- Work task
Your answer is the lines from the one that has "Please indicate the paving" through the last line of the records below, retyped exactly and alone.

- Region pointing data
-------------------------

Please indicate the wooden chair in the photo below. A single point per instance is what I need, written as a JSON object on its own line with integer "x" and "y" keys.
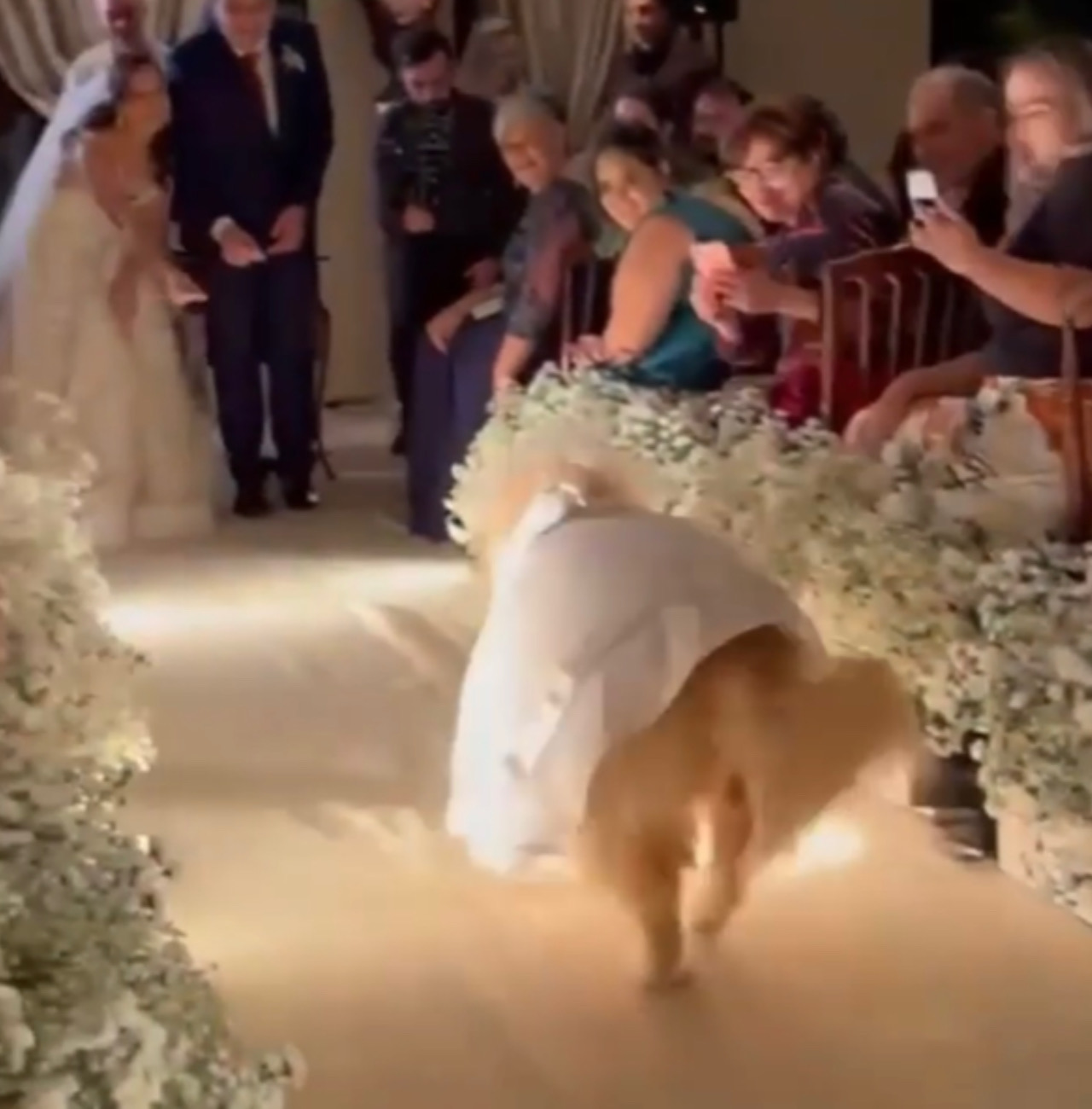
{"x": 1077, "y": 450}
{"x": 585, "y": 304}
{"x": 885, "y": 311}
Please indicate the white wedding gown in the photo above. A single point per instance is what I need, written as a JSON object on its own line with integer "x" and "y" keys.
{"x": 134, "y": 411}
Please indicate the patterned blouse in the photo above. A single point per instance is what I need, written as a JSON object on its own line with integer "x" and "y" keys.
{"x": 559, "y": 225}
{"x": 430, "y": 143}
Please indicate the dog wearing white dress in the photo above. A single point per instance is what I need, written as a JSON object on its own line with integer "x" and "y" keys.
{"x": 637, "y": 687}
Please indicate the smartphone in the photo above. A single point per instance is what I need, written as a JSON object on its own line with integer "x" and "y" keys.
{"x": 922, "y": 191}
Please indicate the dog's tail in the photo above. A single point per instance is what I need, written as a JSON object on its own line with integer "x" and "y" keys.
{"x": 800, "y": 740}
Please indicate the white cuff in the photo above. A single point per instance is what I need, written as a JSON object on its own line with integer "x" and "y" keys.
{"x": 224, "y": 224}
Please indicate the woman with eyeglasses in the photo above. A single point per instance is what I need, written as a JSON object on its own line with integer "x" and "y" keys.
{"x": 791, "y": 166}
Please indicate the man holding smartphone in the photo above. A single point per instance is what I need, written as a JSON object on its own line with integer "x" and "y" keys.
{"x": 956, "y": 136}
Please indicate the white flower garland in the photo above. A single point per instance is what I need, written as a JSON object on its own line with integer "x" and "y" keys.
{"x": 100, "y": 1002}
{"x": 916, "y": 559}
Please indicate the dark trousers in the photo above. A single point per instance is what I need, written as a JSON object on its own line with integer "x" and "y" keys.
{"x": 451, "y": 404}
{"x": 265, "y": 315}
{"x": 425, "y": 274}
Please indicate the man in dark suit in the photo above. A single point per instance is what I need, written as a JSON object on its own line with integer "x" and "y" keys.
{"x": 254, "y": 132}
{"x": 447, "y": 204}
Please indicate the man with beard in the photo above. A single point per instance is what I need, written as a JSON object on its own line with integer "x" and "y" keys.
{"x": 128, "y": 32}
{"x": 659, "y": 52}
{"x": 447, "y": 204}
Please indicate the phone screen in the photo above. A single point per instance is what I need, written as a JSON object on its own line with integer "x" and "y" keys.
{"x": 921, "y": 188}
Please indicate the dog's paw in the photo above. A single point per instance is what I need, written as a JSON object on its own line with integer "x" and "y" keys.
{"x": 659, "y": 980}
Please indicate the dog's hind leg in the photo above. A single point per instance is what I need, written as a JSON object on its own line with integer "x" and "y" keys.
{"x": 720, "y": 884}
{"x": 644, "y": 868}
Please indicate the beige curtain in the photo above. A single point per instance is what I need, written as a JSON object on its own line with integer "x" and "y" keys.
{"x": 39, "y": 39}
{"x": 570, "y": 47}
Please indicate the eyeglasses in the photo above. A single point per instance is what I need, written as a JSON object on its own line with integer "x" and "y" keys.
{"x": 772, "y": 176}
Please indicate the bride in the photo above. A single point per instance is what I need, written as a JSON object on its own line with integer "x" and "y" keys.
{"x": 88, "y": 289}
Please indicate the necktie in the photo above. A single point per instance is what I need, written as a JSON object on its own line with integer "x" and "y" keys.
{"x": 252, "y": 70}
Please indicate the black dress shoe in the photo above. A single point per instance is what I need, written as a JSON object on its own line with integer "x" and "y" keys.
{"x": 300, "y": 498}
{"x": 252, "y": 503}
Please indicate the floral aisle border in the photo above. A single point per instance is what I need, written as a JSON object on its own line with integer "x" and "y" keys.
{"x": 916, "y": 558}
{"x": 100, "y": 1002}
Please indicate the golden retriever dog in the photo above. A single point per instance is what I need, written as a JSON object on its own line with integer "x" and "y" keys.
{"x": 741, "y": 752}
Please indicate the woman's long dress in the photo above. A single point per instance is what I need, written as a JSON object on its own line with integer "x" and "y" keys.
{"x": 134, "y": 411}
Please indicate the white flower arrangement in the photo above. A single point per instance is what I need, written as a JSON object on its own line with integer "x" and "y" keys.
{"x": 674, "y": 436}
{"x": 100, "y": 1002}
{"x": 925, "y": 560}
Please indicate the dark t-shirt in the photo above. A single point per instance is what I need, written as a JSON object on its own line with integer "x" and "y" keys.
{"x": 1058, "y": 232}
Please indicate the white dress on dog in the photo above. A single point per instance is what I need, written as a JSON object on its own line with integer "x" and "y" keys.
{"x": 595, "y": 624}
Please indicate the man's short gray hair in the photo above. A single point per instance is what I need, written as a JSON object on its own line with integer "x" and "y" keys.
{"x": 528, "y": 106}
{"x": 969, "y": 89}
{"x": 1068, "y": 61}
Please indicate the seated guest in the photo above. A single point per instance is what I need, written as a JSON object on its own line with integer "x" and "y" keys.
{"x": 955, "y": 130}
{"x": 789, "y": 162}
{"x": 659, "y": 50}
{"x": 1028, "y": 283}
{"x": 789, "y": 159}
{"x": 446, "y": 202}
{"x": 720, "y": 107}
{"x": 492, "y": 336}
{"x": 653, "y": 337}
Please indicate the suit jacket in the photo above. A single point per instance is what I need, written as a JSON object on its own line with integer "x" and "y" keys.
{"x": 229, "y": 163}
{"x": 478, "y": 202}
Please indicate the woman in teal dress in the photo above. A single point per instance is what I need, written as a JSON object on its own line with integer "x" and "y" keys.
{"x": 653, "y": 337}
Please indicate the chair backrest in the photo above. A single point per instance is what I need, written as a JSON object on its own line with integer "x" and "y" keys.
{"x": 585, "y": 304}
{"x": 885, "y": 311}
{"x": 1076, "y": 448}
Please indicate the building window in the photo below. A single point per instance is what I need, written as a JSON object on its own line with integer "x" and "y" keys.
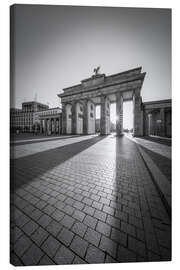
{"x": 80, "y": 115}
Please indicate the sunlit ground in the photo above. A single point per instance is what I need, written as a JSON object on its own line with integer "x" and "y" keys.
{"x": 127, "y": 114}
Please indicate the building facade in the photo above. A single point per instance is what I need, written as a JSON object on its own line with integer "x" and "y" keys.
{"x": 79, "y": 102}
{"x": 22, "y": 120}
{"x": 157, "y": 118}
{"x": 79, "y": 106}
{"x": 48, "y": 121}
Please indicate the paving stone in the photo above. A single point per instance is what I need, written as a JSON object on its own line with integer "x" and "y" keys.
{"x": 30, "y": 227}
{"x": 64, "y": 256}
{"x": 14, "y": 260}
{"x": 70, "y": 201}
{"x": 39, "y": 236}
{"x": 137, "y": 246}
{"x": 15, "y": 234}
{"x": 45, "y": 260}
{"x": 87, "y": 201}
{"x": 68, "y": 210}
{"x": 125, "y": 255}
{"x": 128, "y": 200}
{"x": 103, "y": 228}
{"x": 100, "y": 215}
{"x": 109, "y": 259}
{"x": 79, "y": 246}
{"x": 88, "y": 210}
{"x": 108, "y": 246}
{"x": 79, "y": 228}
{"x": 52, "y": 201}
{"x": 94, "y": 255}
{"x": 79, "y": 215}
{"x": 113, "y": 221}
{"x": 50, "y": 246}
{"x": 78, "y": 260}
{"x": 41, "y": 204}
{"x": 65, "y": 236}
{"x": 119, "y": 237}
{"x": 22, "y": 244}
{"x": 58, "y": 215}
{"x": 108, "y": 210}
{"x": 67, "y": 221}
{"x": 121, "y": 215}
{"x": 95, "y": 197}
{"x": 44, "y": 220}
{"x": 60, "y": 205}
{"x": 49, "y": 209}
{"x": 105, "y": 201}
{"x": 32, "y": 256}
{"x": 36, "y": 214}
{"x": 127, "y": 228}
{"x": 22, "y": 220}
{"x": 78, "y": 205}
{"x": 54, "y": 227}
{"x": 97, "y": 205}
{"x": 92, "y": 237}
{"x": 135, "y": 221}
{"x": 90, "y": 221}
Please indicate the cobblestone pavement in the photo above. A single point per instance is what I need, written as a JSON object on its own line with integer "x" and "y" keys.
{"x": 90, "y": 201}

-------------------------

- Finished task
Please indicate the paving stone in the photo above. A single point per instance is what I need, written as a JSON object on its own line with integer "x" and "y" keys.
{"x": 30, "y": 227}
{"x": 64, "y": 256}
{"x": 14, "y": 260}
{"x": 70, "y": 201}
{"x": 39, "y": 236}
{"x": 137, "y": 246}
{"x": 15, "y": 234}
{"x": 45, "y": 260}
{"x": 87, "y": 201}
{"x": 68, "y": 210}
{"x": 125, "y": 255}
{"x": 128, "y": 200}
{"x": 103, "y": 228}
{"x": 100, "y": 215}
{"x": 109, "y": 259}
{"x": 79, "y": 246}
{"x": 88, "y": 210}
{"x": 108, "y": 246}
{"x": 79, "y": 228}
{"x": 52, "y": 201}
{"x": 94, "y": 255}
{"x": 79, "y": 215}
{"x": 113, "y": 221}
{"x": 50, "y": 246}
{"x": 78, "y": 260}
{"x": 41, "y": 204}
{"x": 65, "y": 236}
{"x": 119, "y": 237}
{"x": 22, "y": 244}
{"x": 58, "y": 215}
{"x": 108, "y": 210}
{"x": 67, "y": 221}
{"x": 121, "y": 215}
{"x": 95, "y": 197}
{"x": 44, "y": 220}
{"x": 60, "y": 205}
{"x": 49, "y": 209}
{"x": 105, "y": 201}
{"x": 32, "y": 256}
{"x": 36, "y": 214}
{"x": 127, "y": 228}
{"x": 22, "y": 220}
{"x": 78, "y": 205}
{"x": 54, "y": 227}
{"x": 97, "y": 205}
{"x": 92, "y": 237}
{"x": 135, "y": 221}
{"x": 90, "y": 221}
Please indicate the cobblestone pavement in the photo above. A single point per instance is what I need, written as a JSON object on its own line with integer "x" and "y" keys.
{"x": 90, "y": 201}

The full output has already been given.